• Given problem: Retype, without alteration, each line from the line containing "Every instance of the side" to the final line of the records.
━━━━━ Provided records ━━━━━
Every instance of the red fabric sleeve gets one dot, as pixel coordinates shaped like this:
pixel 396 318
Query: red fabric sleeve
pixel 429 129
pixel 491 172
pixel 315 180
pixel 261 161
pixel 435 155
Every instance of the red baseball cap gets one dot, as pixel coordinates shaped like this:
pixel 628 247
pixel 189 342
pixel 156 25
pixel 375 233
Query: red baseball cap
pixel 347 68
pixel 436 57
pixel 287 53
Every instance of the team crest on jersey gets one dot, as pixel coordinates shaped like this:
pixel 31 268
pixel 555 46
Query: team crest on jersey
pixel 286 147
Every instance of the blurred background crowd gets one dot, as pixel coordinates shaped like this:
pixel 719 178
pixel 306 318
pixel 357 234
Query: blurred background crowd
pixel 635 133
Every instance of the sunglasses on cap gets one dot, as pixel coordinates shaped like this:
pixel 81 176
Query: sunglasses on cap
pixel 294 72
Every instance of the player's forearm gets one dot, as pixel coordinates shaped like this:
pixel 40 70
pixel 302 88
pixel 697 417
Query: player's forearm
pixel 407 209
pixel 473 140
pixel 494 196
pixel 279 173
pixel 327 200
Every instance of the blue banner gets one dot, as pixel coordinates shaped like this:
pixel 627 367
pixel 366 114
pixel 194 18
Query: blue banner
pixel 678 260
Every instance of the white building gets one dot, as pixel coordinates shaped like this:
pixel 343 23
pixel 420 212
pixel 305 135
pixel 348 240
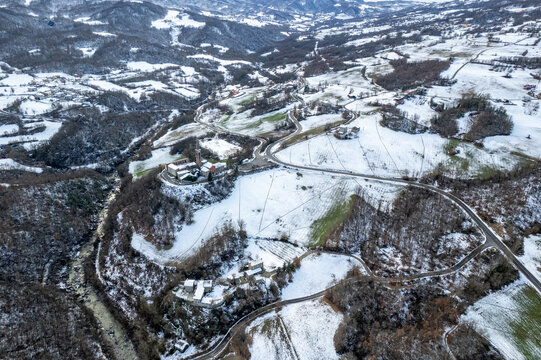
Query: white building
pixel 189 285
pixel 199 292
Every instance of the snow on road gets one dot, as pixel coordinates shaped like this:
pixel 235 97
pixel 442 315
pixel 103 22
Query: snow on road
pixel 301 331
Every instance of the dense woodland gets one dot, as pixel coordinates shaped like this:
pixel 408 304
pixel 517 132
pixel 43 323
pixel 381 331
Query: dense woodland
pixel 44 221
pixel 485 119
pixel 387 322
pixel 416 229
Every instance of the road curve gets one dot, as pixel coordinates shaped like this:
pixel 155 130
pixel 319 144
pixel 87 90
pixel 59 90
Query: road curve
pixel 217 348
pixel 492 240
pixel 491 237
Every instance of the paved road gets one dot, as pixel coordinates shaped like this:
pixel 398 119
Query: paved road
pixel 269 152
pixel 491 238
pixel 219 347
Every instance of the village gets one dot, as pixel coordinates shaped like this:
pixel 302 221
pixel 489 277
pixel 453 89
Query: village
pixel 212 293
pixel 185 172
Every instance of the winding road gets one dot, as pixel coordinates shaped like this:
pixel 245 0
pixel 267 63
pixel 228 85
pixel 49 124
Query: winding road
pixel 269 153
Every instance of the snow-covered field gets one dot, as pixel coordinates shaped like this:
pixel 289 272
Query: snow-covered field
pixel 299 331
pixel 317 273
pixel 272 204
pixel 159 157
pixel 316 121
pixel 220 147
pixel 30 141
pixel 10 164
pixel 384 152
pixel 509 318
pixel 172 136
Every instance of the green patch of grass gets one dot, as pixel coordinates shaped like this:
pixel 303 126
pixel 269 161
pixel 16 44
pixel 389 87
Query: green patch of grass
pixel 527 325
pixel 335 216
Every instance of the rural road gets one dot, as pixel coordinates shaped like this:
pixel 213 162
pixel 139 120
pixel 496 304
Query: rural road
pixel 492 240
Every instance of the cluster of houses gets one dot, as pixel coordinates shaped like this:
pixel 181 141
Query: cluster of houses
pixel 197 291
pixel 255 268
pixel 189 172
pixel 531 90
pixel 345 133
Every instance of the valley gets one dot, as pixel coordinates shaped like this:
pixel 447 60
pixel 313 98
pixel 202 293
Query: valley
pixel 291 180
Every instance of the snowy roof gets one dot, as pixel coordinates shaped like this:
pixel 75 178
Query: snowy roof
pixel 254 271
pixel 175 167
pixel 207 300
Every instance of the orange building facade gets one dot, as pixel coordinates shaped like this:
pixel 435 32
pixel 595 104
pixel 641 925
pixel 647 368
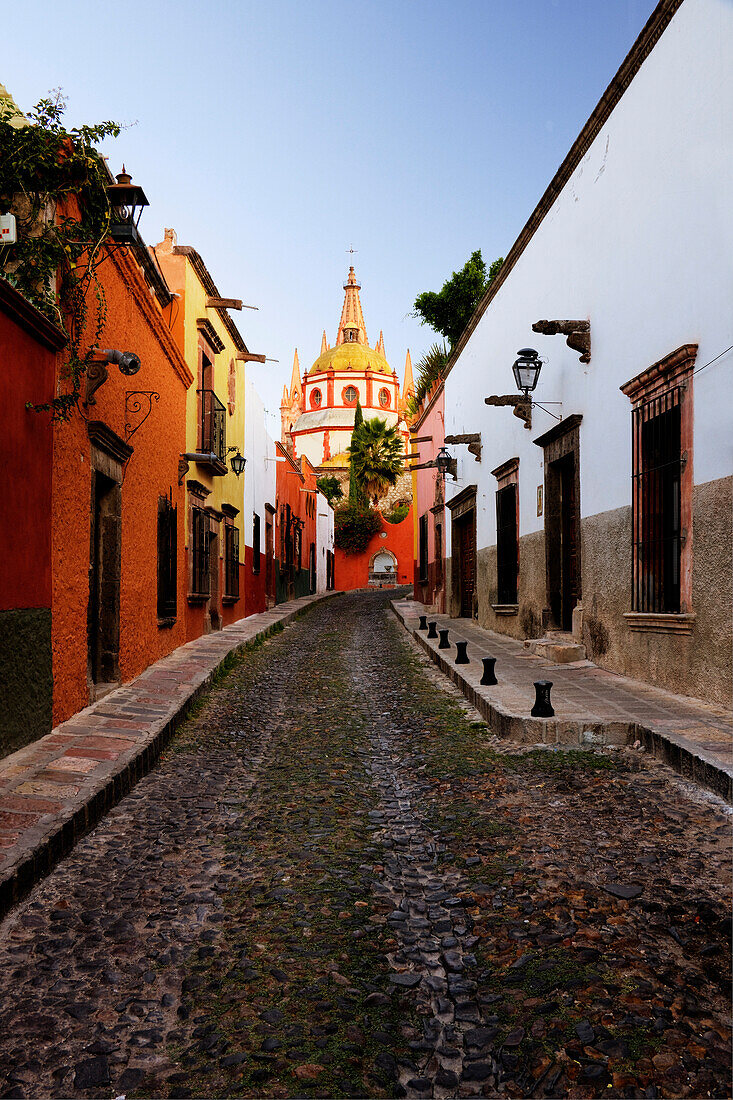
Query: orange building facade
pixel 117 499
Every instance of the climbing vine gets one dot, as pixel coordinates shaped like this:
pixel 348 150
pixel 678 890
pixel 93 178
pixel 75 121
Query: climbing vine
pixel 55 184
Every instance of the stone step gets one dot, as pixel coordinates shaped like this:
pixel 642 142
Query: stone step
pixel 557 648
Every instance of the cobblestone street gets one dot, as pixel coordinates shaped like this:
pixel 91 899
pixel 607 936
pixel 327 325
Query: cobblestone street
pixel 339 883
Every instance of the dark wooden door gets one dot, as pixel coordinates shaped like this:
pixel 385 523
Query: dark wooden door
pixel 466 528
pixel 569 521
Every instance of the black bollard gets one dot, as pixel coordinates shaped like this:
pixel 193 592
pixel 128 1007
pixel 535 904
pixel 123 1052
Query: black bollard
pixel 543 707
pixel 489 674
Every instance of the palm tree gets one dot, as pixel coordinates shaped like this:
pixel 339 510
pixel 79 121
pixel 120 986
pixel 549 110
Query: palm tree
pixel 376 457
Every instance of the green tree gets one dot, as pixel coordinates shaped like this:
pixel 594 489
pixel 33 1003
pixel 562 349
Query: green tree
pixel 427 371
pixel 356 495
pixel 449 309
pixel 376 458
pixel 330 487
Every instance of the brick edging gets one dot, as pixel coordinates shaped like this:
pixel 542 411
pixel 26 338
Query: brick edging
pixel 681 755
pixel 62 834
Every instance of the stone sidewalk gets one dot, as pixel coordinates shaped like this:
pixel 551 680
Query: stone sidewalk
pixel 57 788
pixel 591 705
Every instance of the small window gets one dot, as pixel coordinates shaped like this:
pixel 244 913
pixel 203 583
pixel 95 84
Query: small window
pixel 167 558
pixel 255 543
pixel 199 573
pixel 423 550
pixel 231 561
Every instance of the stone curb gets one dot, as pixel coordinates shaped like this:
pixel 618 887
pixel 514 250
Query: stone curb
pixel 40 847
pixel 684 756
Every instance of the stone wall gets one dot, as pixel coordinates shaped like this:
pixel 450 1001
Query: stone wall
pixel 26 680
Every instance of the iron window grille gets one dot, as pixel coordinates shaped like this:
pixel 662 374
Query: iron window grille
pixel 506 545
pixel 167 558
pixel 231 561
pixel 423 551
pixel 200 576
pixel 656 480
pixel 255 543
pixel 214 425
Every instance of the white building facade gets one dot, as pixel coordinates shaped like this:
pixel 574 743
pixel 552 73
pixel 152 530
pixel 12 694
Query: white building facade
pixel 610 518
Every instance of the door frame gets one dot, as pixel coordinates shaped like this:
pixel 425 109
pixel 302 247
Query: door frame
pixel 559 443
pixel 460 507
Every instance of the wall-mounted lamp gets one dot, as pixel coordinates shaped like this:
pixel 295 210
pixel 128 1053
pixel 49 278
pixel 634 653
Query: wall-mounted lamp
pixel 127 201
pixel 97 373
pixel 526 370
pixel 238 461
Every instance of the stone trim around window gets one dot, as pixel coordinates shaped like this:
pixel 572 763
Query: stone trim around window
pixel 676 369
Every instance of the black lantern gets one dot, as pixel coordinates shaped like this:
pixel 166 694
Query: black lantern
pixel 127 201
pixel 442 461
pixel 237 462
pixel 526 370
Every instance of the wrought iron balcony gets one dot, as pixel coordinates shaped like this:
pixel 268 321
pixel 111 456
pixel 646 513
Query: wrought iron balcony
pixel 212 432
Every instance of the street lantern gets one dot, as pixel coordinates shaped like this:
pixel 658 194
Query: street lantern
pixel 237 462
pixel 127 201
pixel 526 370
pixel 442 461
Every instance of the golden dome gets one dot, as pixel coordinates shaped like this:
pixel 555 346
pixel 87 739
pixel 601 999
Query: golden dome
pixel 351 356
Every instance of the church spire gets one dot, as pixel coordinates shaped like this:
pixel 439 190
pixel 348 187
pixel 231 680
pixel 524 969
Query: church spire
pixel 296 385
pixel 351 326
pixel 408 385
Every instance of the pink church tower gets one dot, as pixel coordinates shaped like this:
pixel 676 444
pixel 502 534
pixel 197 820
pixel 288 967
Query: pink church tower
pixel 318 409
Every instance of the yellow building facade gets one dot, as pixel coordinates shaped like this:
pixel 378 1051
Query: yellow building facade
pixel 216 354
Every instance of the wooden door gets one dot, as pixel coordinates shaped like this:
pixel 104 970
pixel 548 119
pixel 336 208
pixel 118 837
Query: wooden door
pixel 466 529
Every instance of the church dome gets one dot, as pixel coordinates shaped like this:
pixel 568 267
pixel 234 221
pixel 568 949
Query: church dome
pixel 351 356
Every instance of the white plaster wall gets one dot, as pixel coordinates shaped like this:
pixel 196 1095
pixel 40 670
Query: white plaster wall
pixel 639 242
pixel 324 539
pixel 260 469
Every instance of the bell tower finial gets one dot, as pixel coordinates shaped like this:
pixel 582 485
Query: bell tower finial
pixel 351 326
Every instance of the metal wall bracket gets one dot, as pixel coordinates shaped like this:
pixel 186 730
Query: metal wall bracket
pixel 473 440
pixel 134 404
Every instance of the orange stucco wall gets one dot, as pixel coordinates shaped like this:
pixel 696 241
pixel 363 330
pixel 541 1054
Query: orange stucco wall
pixel 351 571
pixel 134 322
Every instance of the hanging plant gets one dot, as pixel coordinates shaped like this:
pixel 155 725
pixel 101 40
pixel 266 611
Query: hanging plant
pixel 55 184
pixel 354 526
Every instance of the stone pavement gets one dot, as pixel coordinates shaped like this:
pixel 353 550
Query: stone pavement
pixel 57 788
pixel 592 706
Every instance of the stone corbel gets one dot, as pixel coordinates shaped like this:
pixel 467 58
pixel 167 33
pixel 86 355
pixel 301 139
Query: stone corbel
pixel 577 334
pixel 473 440
pixel 521 405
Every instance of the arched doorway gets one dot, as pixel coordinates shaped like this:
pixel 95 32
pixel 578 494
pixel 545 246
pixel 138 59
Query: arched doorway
pixel 382 569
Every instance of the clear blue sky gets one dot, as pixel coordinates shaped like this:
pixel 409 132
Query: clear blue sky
pixel 274 134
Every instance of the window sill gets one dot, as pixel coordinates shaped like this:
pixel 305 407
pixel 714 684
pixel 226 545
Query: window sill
pixel 655 623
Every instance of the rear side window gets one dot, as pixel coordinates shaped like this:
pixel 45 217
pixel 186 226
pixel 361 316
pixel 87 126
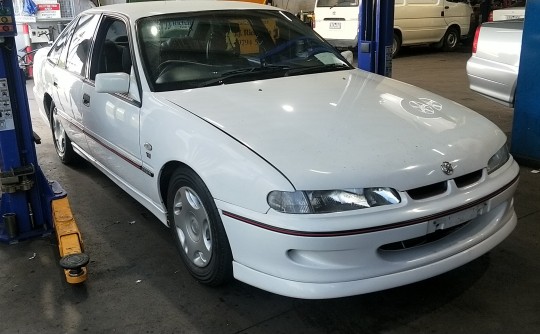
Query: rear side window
pixel 79 47
pixel 337 3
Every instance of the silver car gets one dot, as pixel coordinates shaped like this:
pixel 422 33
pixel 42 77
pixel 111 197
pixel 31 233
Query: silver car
pixel 493 67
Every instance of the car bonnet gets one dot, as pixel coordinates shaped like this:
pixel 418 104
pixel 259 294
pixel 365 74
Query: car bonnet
pixel 347 129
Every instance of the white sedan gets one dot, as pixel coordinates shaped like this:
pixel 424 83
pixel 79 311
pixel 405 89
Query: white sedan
pixel 271 158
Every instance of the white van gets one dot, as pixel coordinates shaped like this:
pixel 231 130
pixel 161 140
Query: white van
pixel 439 22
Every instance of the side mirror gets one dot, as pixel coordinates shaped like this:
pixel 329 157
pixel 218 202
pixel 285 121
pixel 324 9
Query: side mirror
pixel 112 83
pixel 347 54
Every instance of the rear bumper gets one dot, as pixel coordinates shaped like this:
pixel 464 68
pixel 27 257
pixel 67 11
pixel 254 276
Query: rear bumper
pixel 493 80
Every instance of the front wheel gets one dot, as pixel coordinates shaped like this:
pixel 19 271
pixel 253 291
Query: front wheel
pixel 197 229
pixel 62 143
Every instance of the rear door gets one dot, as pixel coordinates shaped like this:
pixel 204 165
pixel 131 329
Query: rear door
pixel 69 73
pixel 111 121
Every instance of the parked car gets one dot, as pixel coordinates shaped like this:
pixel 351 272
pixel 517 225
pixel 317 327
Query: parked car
━━━━━
• Response for this exercise:
Every instance of the side mirror gets one dot, as pixel coordinates shaped like this:
pixel 329 157
pixel 218 202
pixel 285 121
pixel 324 9
Query: side mirror
pixel 112 83
pixel 347 54
Every instance of the rear bumper gets one dot, as pixel coordinates shaped like this:
pixel 464 68
pixel 27 257
pixel 67 11
pixel 254 276
Query: rear bumper
pixel 493 80
Every instance of the front wheel gets one dot, as pixel coordinates shaped like this:
pixel 19 271
pixel 253 291
Query: front wheel
pixel 197 229
pixel 62 143
Every instance of the rear door gets one dot, as pixel coordinates shaped like this:
pixel 204 165
pixel 131 329
Query: rear door
pixel 69 73
pixel 111 121
Every instance of the parked car gets one dot, as pixel coordinates shaped like this:
pixel 351 272
pixel 517 225
pixel 317 327
Query: parked car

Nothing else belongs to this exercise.